Requirement: Print all entries below exactly as they appear.

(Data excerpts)
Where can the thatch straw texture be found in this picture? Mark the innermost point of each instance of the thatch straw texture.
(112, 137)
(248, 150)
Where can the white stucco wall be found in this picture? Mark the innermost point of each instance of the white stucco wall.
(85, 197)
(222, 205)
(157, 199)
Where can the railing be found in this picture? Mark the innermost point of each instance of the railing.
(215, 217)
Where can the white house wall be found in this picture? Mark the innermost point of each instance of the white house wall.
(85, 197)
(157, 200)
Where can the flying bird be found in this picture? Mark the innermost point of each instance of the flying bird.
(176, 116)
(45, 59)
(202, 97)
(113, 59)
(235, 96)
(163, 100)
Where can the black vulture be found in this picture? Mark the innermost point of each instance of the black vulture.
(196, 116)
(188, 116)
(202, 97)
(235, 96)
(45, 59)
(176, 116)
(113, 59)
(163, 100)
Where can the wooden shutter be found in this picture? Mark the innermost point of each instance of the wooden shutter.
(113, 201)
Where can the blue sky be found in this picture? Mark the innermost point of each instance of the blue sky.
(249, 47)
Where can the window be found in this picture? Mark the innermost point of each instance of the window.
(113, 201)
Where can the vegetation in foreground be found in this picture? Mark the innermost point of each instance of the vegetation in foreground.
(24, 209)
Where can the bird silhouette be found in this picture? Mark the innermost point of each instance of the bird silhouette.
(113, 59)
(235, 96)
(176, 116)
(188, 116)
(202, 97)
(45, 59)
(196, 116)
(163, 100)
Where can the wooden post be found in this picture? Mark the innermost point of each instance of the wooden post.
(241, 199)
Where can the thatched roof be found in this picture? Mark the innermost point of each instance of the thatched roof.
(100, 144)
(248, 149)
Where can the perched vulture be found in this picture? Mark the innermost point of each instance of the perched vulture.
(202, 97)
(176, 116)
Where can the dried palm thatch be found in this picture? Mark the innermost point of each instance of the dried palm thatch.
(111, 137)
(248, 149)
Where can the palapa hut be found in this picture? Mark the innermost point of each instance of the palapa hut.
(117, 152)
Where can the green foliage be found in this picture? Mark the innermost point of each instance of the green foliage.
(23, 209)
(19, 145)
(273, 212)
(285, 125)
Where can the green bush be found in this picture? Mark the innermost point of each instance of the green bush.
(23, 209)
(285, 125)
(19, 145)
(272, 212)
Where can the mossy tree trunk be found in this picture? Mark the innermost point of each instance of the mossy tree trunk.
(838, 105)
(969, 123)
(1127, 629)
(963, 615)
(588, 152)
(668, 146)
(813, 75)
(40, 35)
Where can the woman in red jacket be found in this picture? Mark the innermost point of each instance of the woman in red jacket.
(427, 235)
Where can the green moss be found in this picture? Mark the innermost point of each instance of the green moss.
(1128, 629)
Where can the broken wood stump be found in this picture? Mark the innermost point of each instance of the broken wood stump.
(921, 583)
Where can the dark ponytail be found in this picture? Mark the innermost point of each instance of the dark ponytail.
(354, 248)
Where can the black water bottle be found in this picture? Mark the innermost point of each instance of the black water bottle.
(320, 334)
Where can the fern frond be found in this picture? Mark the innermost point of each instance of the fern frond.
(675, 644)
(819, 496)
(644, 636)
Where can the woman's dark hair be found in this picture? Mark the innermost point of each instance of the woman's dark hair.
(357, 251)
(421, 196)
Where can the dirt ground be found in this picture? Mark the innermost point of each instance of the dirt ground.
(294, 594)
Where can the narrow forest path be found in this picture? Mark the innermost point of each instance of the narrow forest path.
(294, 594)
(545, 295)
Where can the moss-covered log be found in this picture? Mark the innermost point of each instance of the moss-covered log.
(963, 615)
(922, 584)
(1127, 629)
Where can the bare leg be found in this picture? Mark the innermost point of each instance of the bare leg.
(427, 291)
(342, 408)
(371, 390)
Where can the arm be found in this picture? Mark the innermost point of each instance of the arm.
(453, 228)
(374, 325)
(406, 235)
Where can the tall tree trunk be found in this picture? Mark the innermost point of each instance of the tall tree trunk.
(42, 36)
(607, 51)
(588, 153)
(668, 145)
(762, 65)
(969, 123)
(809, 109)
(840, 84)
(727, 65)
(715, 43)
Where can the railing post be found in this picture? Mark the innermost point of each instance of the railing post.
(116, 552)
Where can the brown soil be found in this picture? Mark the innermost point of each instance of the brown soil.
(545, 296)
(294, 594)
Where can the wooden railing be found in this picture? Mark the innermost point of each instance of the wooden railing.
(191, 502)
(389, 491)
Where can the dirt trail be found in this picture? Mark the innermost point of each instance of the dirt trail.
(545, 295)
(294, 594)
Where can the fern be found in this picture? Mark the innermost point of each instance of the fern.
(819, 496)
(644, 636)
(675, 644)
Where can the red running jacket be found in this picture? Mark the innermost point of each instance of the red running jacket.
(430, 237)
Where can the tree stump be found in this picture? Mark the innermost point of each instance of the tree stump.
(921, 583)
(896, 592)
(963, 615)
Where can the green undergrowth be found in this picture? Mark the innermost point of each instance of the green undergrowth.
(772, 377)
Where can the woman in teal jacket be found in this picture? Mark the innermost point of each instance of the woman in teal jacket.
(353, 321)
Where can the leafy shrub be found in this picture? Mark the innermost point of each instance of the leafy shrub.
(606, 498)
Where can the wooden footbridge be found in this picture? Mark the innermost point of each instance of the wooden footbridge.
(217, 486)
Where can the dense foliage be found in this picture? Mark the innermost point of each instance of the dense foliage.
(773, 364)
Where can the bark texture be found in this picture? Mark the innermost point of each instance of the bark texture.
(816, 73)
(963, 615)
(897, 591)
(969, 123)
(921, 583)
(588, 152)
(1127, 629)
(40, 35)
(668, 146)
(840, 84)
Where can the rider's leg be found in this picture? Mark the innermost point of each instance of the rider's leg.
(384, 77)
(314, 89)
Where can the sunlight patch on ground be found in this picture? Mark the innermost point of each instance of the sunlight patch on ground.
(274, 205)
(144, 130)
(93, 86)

Reply:
Where can the thatch straw texture be found in this picture? Mark the innermost point of each instance of the thatch straw texture.
(112, 137)
(248, 150)
Where can the white stucco wall be found in this picture? Mark the innermost point of each instance of the white stucco wall.
(85, 197)
(222, 205)
(157, 199)
Where can the railing be found in this picture? Mark the innermost point of each instance of the railing.
(215, 217)
Where can the white house wall be found in this picture? Mark the innermost point of each instance of the white house wall.
(85, 197)
(157, 200)
Where can the flying bird be found in this picture? Mark the innermost point of each instance of the flying bird.
(176, 116)
(45, 59)
(202, 97)
(113, 59)
(235, 96)
(163, 100)
Where can the black vulture be found in this picture? Mark the innermost point of each instance of the black vulture.
(196, 116)
(188, 116)
(202, 97)
(235, 96)
(45, 59)
(176, 116)
(113, 59)
(163, 100)
Where can the wooden shutter be found in this picture? Mark the innermost point of each instance of the wooden shutter.
(113, 201)
Where can the blue sky be found in this picture? Mark the innermost point of each instance of the blue sky.
(249, 47)
Where can the window be found in this picture? Mark the innermost point of each instance of the window.
(113, 201)
Where can the vegetation in foreground be found in this picture? Mark the innermost point of each instance of the vegetation in foreground.
(24, 209)
Where can the bird silhouette be found in this picture? Mark the innermost point of each instance of the bird silhouette.
(113, 59)
(235, 96)
(176, 116)
(188, 116)
(202, 97)
(45, 59)
(196, 116)
(163, 100)
Where can the wooden post be found in this picture? Mark the innermost point of each instance of the wooden post.
(241, 199)
Where can the thatched roof be found in this picture? Mark the innermost point of each instance of the thatched roof.
(100, 144)
(248, 149)
Where can the perched vulture be found in this picture? Mark the innermost point of each instance of the perched vulture.
(202, 97)
(176, 116)
Where can the dried palm thatch be found in this picture? Mark the innermost point of each instance of the dried palm thatch.
(111, 137)
(248, 149)
Where can the palapa hut be found in this picture? Mark the innermost point of each instance of the palapa hut.
(117, 152)
Where can the green foliage be found in this picture? Mark the innermost point of each instance of the green foliage.
(23, 209)
(19, 145)
(273, 212)
(285, 125)
Where can the green bush be found in this picture? Mark the innermost point of each instance of the green bush.
(23, 209)
(285, 125)
(19, 145)
(272, 212)
Where can the mossy tree trunk be found in this picture? Mark the innermost point of each instance of the mossy tree trunk.
(838, 105)
(969, 123)
(1127, 629)
(963, 615)
(588, 152)
(668, 146)
(813, 75)
(40, 35)
Where can the woman in red jacket be found in this picture? Mark the innermost point of each instance of the woman in red jacket.
(427, 235)
Where can the green moss be found in this picture? Mark the innermost point of each instance of the green moss.
(1128, 629)
Where can the broken wood stump be found in this picture? Mark the innermost point of each instance of the broken wood stump.
(921, 583)
Where can the dark ponytail be found in this picture? Mark the innermost point of each instance of the dark ponytail.
(354, 248)
Where can the black water bottle be found in this picture? Mark the innermost point of each instance of the black water bottle.
(320, 334)
Where can the fern frond be found in this picture? Mark the innermost point of each instance of the fern frond.
(675, 644)
(819, 496)
(644, 636)
Where can the woman's dark hair be found in this picture? Mark the innermost point of each instance of the woman's dark hair.
(357, 251)
(421, 196)
Where can the dirt ground be found in this picture? Mark the innermost point of each instance of the dirt ground.
(294, 594)
Where can the narrow forest path be found in this picture? Mark the innermost point of each instance of the narrow forest path.
(294, 594)
(545, 295)
Where can the moss-covered log be found in this picture? Mark the innermost point of each instance of the moss-covered log.
(963, 615)
(922, 584)
(1127, 629)
Where can the bare leg be found in this picture? Mark the innermost point of each instance of the bare leg.
(427, 291)
(342, 408)
(371, 390)
Where can the arm be found in this picture? Mark the innermost point of each instance of the arm.
(453, 228)
(374, 325)
(406, 235)
Where can the tall tree trunk be found in this picture? Mark the innermost point of each instance of the tall tree trunk.
(42, 36)
(607, 51)
(588, 153)
(668, 145)
(762, 65)
(969, 123)
(809, 109)
(840, 84)
(727, 65)
(715, 43)
Where can the railing post be found in this picture? Mark the innermost point of each instance of the railing post.
(116, 552)
Where can the brown soil be found in this picture? Mark the innermost point of each instance of the brown soil.
(545, 296)
(294, 594)
Where can the wooden railing be found in this picture? Mark the innermost point of each instance of the wooden railing.
(191, 502)
(389, 491)
Where can the dirt trail be found in this picture? Mark the innermost point of each instance of the dirt trail.
(545, 295)
(294, 594)
Where can the fern be found in this picture? Mark the innermost point of each instance of the fern.
(819, 496)
(644, 636)
(675, 644)
Where can the red running jacket be found in this picture? Mark the innermost point of each instance of the red running jacket.
(430, 237)
Where can the tree stump be found in this picture? Mark the innermost point of each instance of the tree stump.
(921, 583)
(896, 592)
(963, 615)
Where can the green undergrowth be found in this picture? Mark the innermost point of each instance of the green undergrowth.
(772, 377)
Where can the woman in teal jacket be found in this picture? Mark the innermost point of each instance of the woman in teal jacket.
(353, 321)
Where can the leafy shrub be found in this picture? Mark the innermost point of each instance of the leafy shrub.
(606, 498)
Where can the wooden footbridge be found in this picture? Mark the innermost point of each instance of the wooden footbridge.
(217, 486)
Where can the dense foliage be found in this picture? Mark the innermost point of each instance of the dense foliage.
(773, 364)
Where can the bark texture be found in this picture? Mark the innermost point of each instance of the bark texture.
(816, 73)
(963, 615)
(897, 591)
(969, 123)
(921, 583)
(588, 152)
(1127, 629)
(40, 35)
(668, 146)
(840, 84)
Where can the rider's leg be found in this picture? Mark the innermost point of each instance of the rider's leg.
(384, 77)
(314, 89)
Where can the sunlight patch on ground be found in this picture? Mark the innermost point of each instance of the sunlight patch on ground.
(274, 205)
(144, 130)
(93, 86)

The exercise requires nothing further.